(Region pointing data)
+ + + +

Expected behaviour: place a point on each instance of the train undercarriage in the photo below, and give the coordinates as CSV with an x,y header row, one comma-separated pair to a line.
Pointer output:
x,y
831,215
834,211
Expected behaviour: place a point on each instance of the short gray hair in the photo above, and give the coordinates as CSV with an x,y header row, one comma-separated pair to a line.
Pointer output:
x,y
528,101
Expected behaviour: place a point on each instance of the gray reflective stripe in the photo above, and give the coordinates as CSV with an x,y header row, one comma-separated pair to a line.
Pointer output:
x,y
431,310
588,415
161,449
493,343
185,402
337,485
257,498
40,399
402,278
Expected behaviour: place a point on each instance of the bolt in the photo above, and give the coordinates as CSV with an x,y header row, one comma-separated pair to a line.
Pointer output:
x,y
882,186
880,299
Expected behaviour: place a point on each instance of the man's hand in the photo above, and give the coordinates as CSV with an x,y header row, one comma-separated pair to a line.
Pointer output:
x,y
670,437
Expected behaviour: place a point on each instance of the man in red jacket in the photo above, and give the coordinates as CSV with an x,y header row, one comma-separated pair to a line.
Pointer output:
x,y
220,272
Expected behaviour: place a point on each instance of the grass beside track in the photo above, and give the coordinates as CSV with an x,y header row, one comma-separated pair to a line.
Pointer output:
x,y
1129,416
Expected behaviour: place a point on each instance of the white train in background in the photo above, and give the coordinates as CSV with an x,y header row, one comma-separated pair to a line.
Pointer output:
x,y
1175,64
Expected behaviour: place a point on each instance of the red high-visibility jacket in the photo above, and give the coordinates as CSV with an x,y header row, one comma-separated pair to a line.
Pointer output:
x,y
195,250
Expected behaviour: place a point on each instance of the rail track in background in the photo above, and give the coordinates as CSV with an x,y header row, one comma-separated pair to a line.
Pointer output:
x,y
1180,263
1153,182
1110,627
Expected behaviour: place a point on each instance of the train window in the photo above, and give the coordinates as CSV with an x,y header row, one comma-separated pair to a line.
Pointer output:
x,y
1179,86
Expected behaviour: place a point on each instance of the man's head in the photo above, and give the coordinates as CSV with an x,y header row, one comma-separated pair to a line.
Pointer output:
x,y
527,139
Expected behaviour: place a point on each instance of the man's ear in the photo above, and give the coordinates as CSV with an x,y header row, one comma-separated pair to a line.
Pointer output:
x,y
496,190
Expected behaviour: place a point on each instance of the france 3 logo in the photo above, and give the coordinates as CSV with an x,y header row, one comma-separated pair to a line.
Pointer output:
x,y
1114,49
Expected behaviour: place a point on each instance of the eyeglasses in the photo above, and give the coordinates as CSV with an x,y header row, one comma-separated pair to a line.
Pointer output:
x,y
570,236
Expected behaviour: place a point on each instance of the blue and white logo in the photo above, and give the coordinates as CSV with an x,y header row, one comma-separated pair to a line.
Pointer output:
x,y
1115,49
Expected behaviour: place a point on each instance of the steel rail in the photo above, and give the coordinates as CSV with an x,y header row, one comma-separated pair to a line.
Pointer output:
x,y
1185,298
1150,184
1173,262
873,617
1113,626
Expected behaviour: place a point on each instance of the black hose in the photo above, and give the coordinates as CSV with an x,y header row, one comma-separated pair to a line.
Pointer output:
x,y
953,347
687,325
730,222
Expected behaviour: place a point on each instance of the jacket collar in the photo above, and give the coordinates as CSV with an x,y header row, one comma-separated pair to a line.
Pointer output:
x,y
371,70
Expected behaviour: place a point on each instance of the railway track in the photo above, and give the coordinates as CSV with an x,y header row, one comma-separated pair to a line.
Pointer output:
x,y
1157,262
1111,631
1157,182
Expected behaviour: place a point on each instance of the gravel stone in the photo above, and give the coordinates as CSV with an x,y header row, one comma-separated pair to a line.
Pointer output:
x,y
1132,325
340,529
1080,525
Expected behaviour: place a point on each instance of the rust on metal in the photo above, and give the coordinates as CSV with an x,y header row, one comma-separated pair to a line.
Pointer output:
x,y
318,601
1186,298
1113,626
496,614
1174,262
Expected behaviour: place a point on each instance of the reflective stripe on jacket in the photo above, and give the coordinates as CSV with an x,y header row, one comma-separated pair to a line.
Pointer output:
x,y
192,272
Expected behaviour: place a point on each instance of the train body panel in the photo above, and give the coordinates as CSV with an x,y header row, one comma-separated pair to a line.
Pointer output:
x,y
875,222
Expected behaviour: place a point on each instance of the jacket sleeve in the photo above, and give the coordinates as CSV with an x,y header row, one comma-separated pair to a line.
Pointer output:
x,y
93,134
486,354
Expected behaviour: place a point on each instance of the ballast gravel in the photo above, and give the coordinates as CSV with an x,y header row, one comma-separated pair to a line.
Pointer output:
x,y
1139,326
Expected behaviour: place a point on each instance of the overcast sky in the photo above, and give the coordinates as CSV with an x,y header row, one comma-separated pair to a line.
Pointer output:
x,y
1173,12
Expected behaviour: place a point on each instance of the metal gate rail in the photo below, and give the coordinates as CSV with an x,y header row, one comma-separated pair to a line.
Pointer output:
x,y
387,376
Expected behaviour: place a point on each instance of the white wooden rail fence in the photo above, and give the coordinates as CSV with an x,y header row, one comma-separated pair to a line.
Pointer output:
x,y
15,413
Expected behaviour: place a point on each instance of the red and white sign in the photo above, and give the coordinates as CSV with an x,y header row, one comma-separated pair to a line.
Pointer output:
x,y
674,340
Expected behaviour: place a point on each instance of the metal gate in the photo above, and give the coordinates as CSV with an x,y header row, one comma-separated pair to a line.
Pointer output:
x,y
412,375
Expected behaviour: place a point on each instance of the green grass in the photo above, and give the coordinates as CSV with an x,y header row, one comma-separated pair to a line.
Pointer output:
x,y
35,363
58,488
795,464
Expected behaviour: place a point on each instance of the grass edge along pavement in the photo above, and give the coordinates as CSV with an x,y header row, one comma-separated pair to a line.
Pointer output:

+ + + +

Beginning with the first line above, transcribe all of the data exactly.

→ Written solution:
Expected behaviour: place a point on each instance of the train undercarriage in the photo below, and give the coordinates as CSV with an x,y header row, one comma-separated pair to a line.
Pointer output:
x,y
831,215
834,211
Expected behaviour: place a point on each instance of the short gray hair in the photo above, and give the coordinates as CSV with an x,y header row, one comma-separated pair to a line.
Pointer output:
x,y
528,101
Expected behaviour: place a point on each instance of the gray reflective stripe in the photo above, and give the coordinates as CSV with an x,y header row, one comma-separated pair to a line.
Pointer output:
x,y
431,310
588,415
161,449
493,343
185,402
337,485
257,498
40,399
402,278
Expected behaviour: place a point on each instance of the bolt in the photo above, and give the coordinates as CSV with an x,y header row, one comma-separated pair to a line.
Pointer output:
x,y
882,186
880,299
Expected behaviour: place a point on each instance of the man's hand in the photo above, and give the coordinates as CSV with an x,y header row, one comma-separated pair to a line.
Pointer output:
x,y
670,437
Expected behaviour: place a point on each instance of the man in red jacket in the photo above, and give the coordinates as CSV with an x,y header row, one comma-separated pair to a line.
Pointer output:
x,y
220,272
Expected behaviour: place a point on each instance of the grass beside track in the photo above, and give the coordinates as CSV with an x,y header row, one comma-separated pair to a line.
Pointer output:
x,y
1129,416
Expected behaviour: place a point on each instance of the white train in background in the photo above, and give the coordinates as CSV with an x,y header row, one comma-separated pair to a line.
Pointer output:
x,y
1175,64
Expected behaviour: place a point on each instance of the red high-visibility jacket in the photo above, and give the coordinates as CSV with an x,y header row, one comma-separated pair to a line.
Pointer output:
x,y
195,250
Expected behaviour: place a point on each instance of the rail track in background in the photo above, and give the coordinates as CSV with an x,y header row, one comma-separated pair to a line.
Pointer output:
x,y
1180,263
1153,182
1110,627
Expected behaviour: place a point on each instance of the train window in the photo above, and give the coordinates as CSV with an x,y header row, one comma-separated pair to a line.
Pointer output:
x,y
1179,86
Expected behaviour: place a point on each instance of the man's head in the photo above, and give the coordinates as CSV with an x,y header row, one comma-separated pair to a line.
Pointer output:
x,y
527,139
Expected behaviour: place a point on each instance of the man's ear in the photo above, and give the coordinates as CSV with an x,y header row, one comma-separated pair to a line.
Pointer output:
x,y
496,190
Expected behaviour: place a point on each instance of the france 3 logo in the photo above, and give the coordinates as CSV with an x,y header row, one comma-separated pair to a line.
Pointer output:
x,y
1114,49
Expected behaviour: place a point on each instance of the eyeglasses in the photo above, and give the coordinates as CSV with an x,y header row, one comma-separated pair to a line.
Pointer output:
x,y
570,236
Expected behaviour: place a point on each instance of the blue and white logo in the photo above, and give the coordinates as CSV with an x,y header row, one comma-separated pair to a line.
Pointer output:
x,y
1115,49
Expected behaviour: place a point on each instance of the steel rail in the photo above, and give the coordinates as CSV with an x,y header row, one comma-separated pair to a line.
Pointer output:
x,y
1185,298
1150,184
1173,262
873,617
1113,626
Expected behaviour: place a point on each instance of the black hose in the photo above, and give the coordinates as CSV with an x,y header row, one comma-separated pair to a line.
Pointer output:
x,y
953,347
687,325
730,222
Expected behaviour: place a point on each instance of the jacket collar in the photo above, and give the coordinates as CSV with an x,y header row, one comma-separated pair to a line.
Pointer output:
x,y
371,70
Expected behaviour: place a point on each instance of the railway track in the photo above, and give the coordinates as CSV with an x,y header row, one comma-separated pair to a line.
Pointer output:
x,y
1157,262
1111,631
1157,182
Expected behaviour: place a point on each instance of the gravel stone in the photo above, and give the coordinates as CSV with an x,y header row, one comma-separated pair to a line.
Pointer output:
x,y
1132,325
340,529
1080,525
Expected behaviour: place a point on each instance of the rust on metal in the photo above, and give the coordinates as CSV with an x,y header row, one comma-separated pair to a line.
Pointer output:
x,y
318,601
1186,298
1113,626
496,614
1174,262
Expected behaviour: place a point on each instance of the reflective stripe on jacket in the photo above, and give the coordinates as CSV with an x,y header row, one comma-separated pair to a line.
Pointer output:
x,y
192,272
Expected behaviour: place a point on each instance of the train body panel in the photo above, and give the coordinates as CSV with an x,y header row, one comma-separated pair to a line.
Pointer output:
x,y
875,222
Expected behaviour: place a point on each instance of the jacket sleeve in the photo above, and give the coordinates as CSV with an x,y header row, one comma-separated pair to a line.
Pointer output:
x,y
93,134
486,354
Expected behaviour: place a point on each instance of the ballast gravel in the photo above, and give the coordinates as CSV with an x,y header row, one comma-separated pair to a line.
Pointer output:
x,y
1139,326
Expected behaviour: place a point on each instance of the overcast sky in the photo above, and give the coordinates as CSV with an x,y header row, one comma-separated pair to a line.
Pointer output:
x,y
1173,12
Expected behaviour: place a point on each instance of the metal gate rail in the photo below, and give the coordinates as CSV with an x,y header row, one comma-separated pair to a line.
Pointer output:
x,y
387,376
Expected behaviour: place a point on each instance of the white wooden rail fence in the photo above, and give the coordinates as CSV with an x,y header row, one comma-separated pair to a line.
Pointer output:
x,y
15,413
Expected behaviour: place a point on each instance of the red and white sign in the photo above, and give the coordinates as CSV with an x,y header row, one comma-separated pair to a line.
Pointer output:
x,y
674,340
Expected behaviour: place a point on each instance of the metal gate in the photo above, and give the coordinates as CSV with an x,y header row, one comma-separated pair to a line.
Pointer output:
x,y
412,375
Expected behaviour: place a point on each instance of the green grass in the photo above, and give the coordinates as CSV with an x,y header row, one comma-separated pair to a line.
Pointer output:
x,y
35,363
58,488
795,464
Expected behaviour: place a point on each instance of the grass edge along pavement in the photo above, and give the coordinates as CSV with an x,y header row, one comma-separated pair to a line.
Pointer output:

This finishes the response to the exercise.